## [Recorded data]
::::::::::

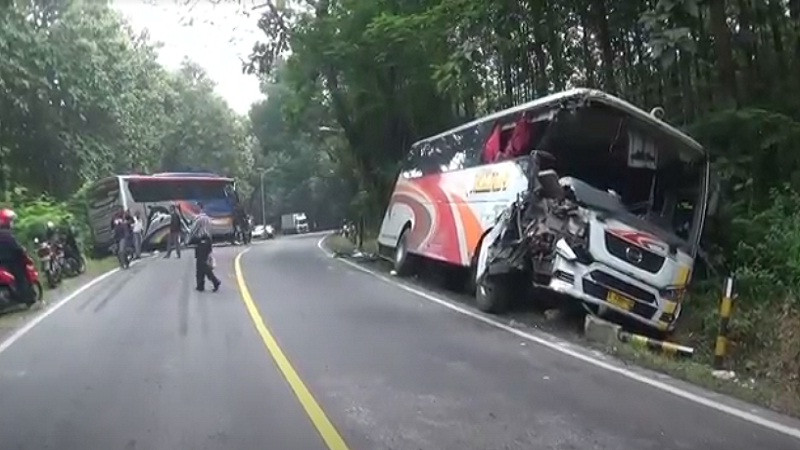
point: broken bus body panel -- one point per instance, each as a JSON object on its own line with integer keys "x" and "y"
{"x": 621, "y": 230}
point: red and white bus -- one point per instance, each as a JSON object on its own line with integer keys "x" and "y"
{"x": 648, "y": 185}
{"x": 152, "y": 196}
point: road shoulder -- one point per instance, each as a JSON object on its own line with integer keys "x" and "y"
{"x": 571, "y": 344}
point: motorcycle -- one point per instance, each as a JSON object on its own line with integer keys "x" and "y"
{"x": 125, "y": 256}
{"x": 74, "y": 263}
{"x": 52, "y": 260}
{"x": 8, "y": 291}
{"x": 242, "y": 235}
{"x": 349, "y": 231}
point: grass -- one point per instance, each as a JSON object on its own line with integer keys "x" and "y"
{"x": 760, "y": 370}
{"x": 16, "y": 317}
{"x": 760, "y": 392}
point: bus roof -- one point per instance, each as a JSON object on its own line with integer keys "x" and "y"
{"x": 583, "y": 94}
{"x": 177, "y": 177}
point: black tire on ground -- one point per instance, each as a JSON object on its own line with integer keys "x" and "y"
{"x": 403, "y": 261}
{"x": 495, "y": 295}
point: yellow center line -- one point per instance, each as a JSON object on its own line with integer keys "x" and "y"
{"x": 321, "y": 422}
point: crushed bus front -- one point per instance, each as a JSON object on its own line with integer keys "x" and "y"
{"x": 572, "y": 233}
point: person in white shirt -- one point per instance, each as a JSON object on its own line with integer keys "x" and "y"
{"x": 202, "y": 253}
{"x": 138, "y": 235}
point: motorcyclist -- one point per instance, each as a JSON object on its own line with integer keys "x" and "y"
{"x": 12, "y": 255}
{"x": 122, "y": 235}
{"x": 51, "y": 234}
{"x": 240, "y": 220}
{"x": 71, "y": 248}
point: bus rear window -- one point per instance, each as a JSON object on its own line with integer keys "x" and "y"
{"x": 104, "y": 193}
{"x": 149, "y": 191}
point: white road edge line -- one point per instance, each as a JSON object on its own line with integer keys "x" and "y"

::::::::::

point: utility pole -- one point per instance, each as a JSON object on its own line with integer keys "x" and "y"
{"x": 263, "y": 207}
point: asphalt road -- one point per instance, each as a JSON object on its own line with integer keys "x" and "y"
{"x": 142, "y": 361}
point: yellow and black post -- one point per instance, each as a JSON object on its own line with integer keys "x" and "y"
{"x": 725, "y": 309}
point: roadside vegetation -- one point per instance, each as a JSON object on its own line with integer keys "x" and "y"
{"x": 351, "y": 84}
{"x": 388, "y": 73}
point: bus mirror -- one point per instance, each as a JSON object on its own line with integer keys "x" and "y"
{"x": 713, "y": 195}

::::::::::

## [Exercise directions]
Please identify every line in the material that contains the word "black", and copy each of those lines.

## [Answer to the exercise]
point: black tire on ground -- one point per instance, each as a JSON object on its own line with integer keys "x" and "y"
point: yellow and black post -- one point per instance, each as a JSON object on its own line with integer keys "x" and "y"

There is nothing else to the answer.